- [INPUT MATERIAL]:
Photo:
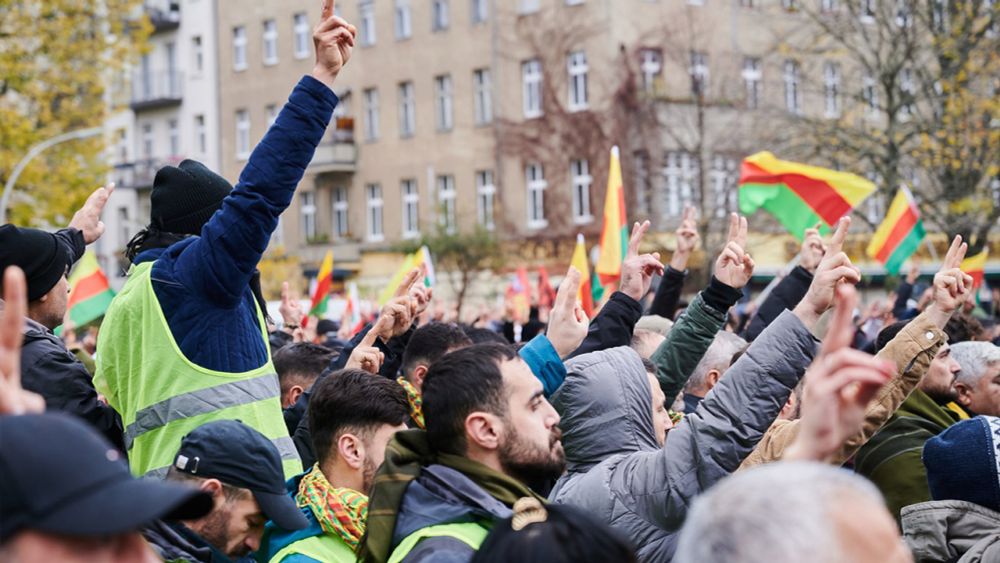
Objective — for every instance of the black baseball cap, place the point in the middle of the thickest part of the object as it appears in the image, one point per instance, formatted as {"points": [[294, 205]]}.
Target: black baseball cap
{"points": [[240, 456], [58, 475]]}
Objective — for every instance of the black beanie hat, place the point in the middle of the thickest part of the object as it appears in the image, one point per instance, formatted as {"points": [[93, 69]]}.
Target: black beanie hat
{"points": [[184, 197], [40, 254]]}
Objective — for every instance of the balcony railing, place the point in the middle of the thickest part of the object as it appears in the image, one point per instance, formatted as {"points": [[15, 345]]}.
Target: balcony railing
{"points": [[157, 89]]}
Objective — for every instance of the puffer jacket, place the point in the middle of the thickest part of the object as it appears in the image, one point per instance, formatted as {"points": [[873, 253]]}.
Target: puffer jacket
{"points": [[952, 530], [616, 468]]}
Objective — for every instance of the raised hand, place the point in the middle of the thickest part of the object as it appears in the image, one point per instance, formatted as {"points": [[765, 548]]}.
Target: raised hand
{"points": [[835, 269], [687, 239], [838, 387], [333, 39], [734, 266], [952, 287], [638, 270], [88, 218], [567, 321], [812, 250], [13, 398]]}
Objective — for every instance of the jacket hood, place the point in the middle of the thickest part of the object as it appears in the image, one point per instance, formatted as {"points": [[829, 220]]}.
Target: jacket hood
{"points": [[606, 408], [948, 529]]}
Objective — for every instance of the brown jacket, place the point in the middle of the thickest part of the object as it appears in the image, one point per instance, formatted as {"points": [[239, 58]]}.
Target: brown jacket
{"points": [[911, 350]]}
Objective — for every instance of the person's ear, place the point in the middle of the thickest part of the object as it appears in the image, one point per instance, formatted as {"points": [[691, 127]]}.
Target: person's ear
{"points": [[483, 430], [351, 450]]}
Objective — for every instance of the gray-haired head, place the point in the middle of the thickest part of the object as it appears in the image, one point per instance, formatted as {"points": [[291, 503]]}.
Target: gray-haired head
{"points": [[783, 513], [716, 358]]}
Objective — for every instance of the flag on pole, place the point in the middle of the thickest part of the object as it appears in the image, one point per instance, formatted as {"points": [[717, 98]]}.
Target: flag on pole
{"points": [[585, 296], [614, 234], [975, 266], [324, 281], [798, 195], [89, 292], [900, 234]]}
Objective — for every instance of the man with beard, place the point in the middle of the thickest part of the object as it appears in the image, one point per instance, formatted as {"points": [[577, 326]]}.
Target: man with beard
{"points": [[241, 469], [352, 415], [891, 459], [490, 432]]}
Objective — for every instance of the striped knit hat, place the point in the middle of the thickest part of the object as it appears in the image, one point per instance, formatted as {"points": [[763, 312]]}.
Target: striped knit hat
{"points": [[963, 462]]}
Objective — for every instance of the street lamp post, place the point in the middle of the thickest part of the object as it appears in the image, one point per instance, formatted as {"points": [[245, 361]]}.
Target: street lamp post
{"points": [[32, 153]]}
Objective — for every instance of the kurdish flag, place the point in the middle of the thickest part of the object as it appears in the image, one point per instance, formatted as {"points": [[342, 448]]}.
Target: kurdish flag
{"points": [[585, 295], [899, 235], [89, 293], [799, 195], [975, 266], [614, 234], [324, 281]]}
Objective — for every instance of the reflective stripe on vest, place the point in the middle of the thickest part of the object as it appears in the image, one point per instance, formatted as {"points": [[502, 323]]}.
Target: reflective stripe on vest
{"points": [[469, 533]]}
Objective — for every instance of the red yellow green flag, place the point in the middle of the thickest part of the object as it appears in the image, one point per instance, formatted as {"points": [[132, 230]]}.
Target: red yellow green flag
{"points": [[614, 235], [900, 234], [799, 195], [89, 293], [324, 281], [585, 296]]}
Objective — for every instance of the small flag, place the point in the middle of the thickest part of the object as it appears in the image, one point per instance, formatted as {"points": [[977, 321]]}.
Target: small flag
{"points": [[324, 281], [798, 195], [900, 234], [614, 234], [585, 295], [89, 293], [975, 266]]}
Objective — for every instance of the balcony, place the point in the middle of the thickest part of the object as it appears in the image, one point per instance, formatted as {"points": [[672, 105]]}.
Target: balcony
{"points": [[337, 151], [154, 90]]}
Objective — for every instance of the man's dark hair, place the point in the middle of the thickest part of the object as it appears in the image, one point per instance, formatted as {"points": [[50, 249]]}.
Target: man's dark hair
{"points": [[303, 360], [431, 341], [355, 401], [463, 382]]}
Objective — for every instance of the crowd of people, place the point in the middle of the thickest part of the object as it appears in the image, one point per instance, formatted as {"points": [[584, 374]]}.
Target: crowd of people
{"points": [[800, 426]]}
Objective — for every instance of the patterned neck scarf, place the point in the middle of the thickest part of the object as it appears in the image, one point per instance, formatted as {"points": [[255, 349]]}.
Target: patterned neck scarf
{"points": [[416, 403], [339, 511]]}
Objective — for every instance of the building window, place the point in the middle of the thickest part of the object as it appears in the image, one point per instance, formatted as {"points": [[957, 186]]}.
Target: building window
{"points": [[174, 137], [439, 15], [340, 219], [831, 90], [793, 102], [367, 11], [270, 40], [531, 87], [442, 103], [535, 179], [308, 211], [482, 100], [239, 48], [375, 203], [197, 54], [580, 173], [403, 19], [407, 110], [576, 66], [651, 66], [446, 203], [699, 73], [301, 35], [242, 134], [200, 134], [371, 114], [411, 209], [480, 10], [485, 198], [752, 77]]}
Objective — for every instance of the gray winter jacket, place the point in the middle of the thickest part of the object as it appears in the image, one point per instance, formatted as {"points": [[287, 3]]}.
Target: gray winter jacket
{"points": [[952, 530], [616, 468]]}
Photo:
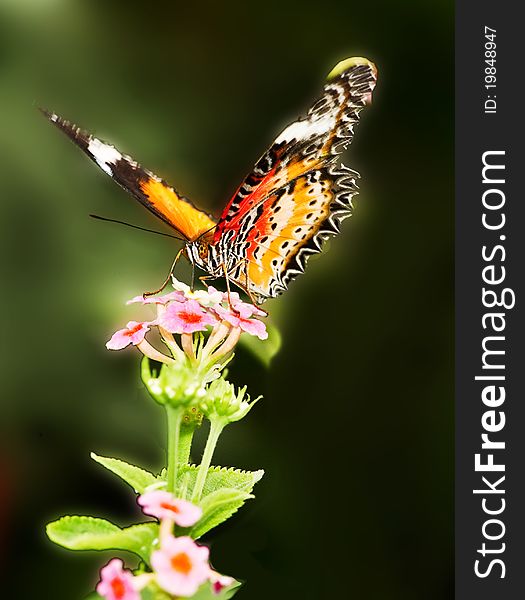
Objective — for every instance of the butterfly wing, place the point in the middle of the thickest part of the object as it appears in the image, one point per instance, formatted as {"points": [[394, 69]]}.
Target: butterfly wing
{"points": [[297, 193], [151, 191]]}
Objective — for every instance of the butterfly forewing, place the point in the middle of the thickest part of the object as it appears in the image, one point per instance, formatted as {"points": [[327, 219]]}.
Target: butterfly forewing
{"points": [[297, 194], [154, 193]]}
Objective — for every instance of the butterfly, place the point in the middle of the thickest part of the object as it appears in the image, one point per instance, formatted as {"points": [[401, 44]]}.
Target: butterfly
{"points": [[296, 196]]}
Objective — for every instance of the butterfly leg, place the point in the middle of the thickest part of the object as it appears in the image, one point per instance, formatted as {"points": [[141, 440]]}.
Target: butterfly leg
{"points": [[167, 280]]}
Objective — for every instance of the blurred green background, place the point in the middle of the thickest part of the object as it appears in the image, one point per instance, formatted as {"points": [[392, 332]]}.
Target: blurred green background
{"points": [[355, 431]]}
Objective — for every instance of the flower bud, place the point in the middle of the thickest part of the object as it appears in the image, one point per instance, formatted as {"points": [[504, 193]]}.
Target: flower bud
{"points": [[222, 402], [177, 383]]}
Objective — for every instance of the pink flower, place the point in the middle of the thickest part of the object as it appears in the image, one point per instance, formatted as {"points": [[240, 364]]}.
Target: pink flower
{"points": [[181, 565], [247, 309], [133, 333], [219, 582], [240, 317], [186, 317], [178, 296], [164, 505], [116, 583]]}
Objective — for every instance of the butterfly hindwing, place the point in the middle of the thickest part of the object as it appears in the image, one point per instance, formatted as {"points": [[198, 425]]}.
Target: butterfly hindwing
{"points": [[154, 193], [297, 193]]}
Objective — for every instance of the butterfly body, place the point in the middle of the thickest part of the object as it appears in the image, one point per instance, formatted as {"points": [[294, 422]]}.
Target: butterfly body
{"points": [[296, 196]]}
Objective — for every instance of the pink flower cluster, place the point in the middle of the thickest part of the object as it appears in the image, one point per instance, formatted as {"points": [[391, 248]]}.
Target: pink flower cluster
{"points": [[180, 566], [185, 312]]}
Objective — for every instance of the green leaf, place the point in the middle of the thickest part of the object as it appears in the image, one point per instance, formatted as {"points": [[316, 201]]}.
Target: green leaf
{"points": [[88, 533], [264, 350], [221, 477], [206, 592], [137, 478], [216, 508]]}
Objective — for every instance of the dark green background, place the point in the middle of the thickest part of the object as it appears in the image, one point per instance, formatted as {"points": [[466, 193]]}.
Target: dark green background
{"points": [[355, 431]]}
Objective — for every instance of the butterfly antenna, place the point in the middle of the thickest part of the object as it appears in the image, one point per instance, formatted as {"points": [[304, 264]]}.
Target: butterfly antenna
{"points": [[99, 218]]}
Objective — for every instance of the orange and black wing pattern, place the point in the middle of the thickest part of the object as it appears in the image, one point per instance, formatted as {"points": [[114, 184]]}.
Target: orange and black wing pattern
{"points": [[298, 192], [151, 191]]}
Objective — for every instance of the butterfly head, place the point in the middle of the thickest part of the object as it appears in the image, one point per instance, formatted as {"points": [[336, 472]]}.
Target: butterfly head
{"points": [[202, 253]]}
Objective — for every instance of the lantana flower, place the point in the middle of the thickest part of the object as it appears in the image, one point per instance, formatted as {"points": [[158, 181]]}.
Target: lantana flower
{"points": [[163, 505], [117, 583], [190, 314], [240, 316], [134, 333], [185, 317], [181, 565]]}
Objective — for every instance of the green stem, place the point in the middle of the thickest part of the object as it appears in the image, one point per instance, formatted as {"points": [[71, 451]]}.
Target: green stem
{"points": [[186, 437], [216, 427], [174, 427]]}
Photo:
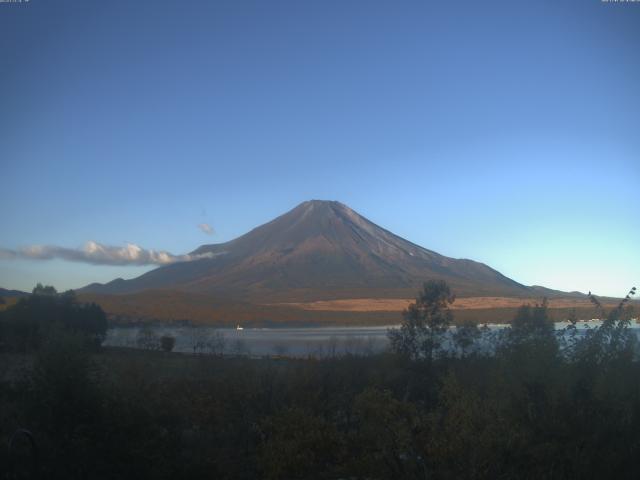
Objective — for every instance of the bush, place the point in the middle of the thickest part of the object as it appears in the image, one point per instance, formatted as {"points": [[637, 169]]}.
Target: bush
{"points": [[167, 343]]}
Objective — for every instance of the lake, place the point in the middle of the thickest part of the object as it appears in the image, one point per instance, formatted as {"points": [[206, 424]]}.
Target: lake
{"points": [[294, 342]]}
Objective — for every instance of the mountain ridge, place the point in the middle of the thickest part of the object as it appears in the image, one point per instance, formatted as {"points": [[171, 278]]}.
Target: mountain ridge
{"points": [[323, 247]]}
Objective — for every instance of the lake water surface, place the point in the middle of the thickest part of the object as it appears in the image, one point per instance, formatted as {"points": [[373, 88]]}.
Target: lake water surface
{"points": [[297, 342]]}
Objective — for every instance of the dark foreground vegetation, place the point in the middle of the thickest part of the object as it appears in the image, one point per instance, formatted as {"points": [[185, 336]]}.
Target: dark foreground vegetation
{"points": [[535, 405]]}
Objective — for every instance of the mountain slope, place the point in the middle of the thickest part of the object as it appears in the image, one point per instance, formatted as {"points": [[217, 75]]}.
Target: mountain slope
{"points": [[320, 249]]}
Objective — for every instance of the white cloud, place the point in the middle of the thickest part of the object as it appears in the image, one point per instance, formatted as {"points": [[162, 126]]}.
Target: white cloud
{"points": [[206, 228], [98, 254]]}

- [TASK DETAILS]:
Output exactly the lines from the first line of the records through the line containing "Objective — for every instance of the balcony railing, place". Leave out every picture.

- [RESULT OF THIS TASK]:
Photo:
Objective — for every instance of the black baseball cap, place the point in the middle of the thickest part of the object as it appears in the image, one point per instance, formatted as {"points": [[294, 205]]}.
Target: black baseball cap
{"points": [[240, 456], [58, 475]]}
Objective — for every instance of the black beanie hat, place the point in the middle of the thickest part of the object as it appears in the image, one point per instance, formatted as {"points": [[93, 69]]}.
Target: black beanie hat
{"points": [[184, 197], [40, 254]]}
Objective — for every instance of the balcony railing, place the point in the middle of the thickest part of the object as it appears in the image, one point per instance, formatted as {"points": [[15, 345]]}.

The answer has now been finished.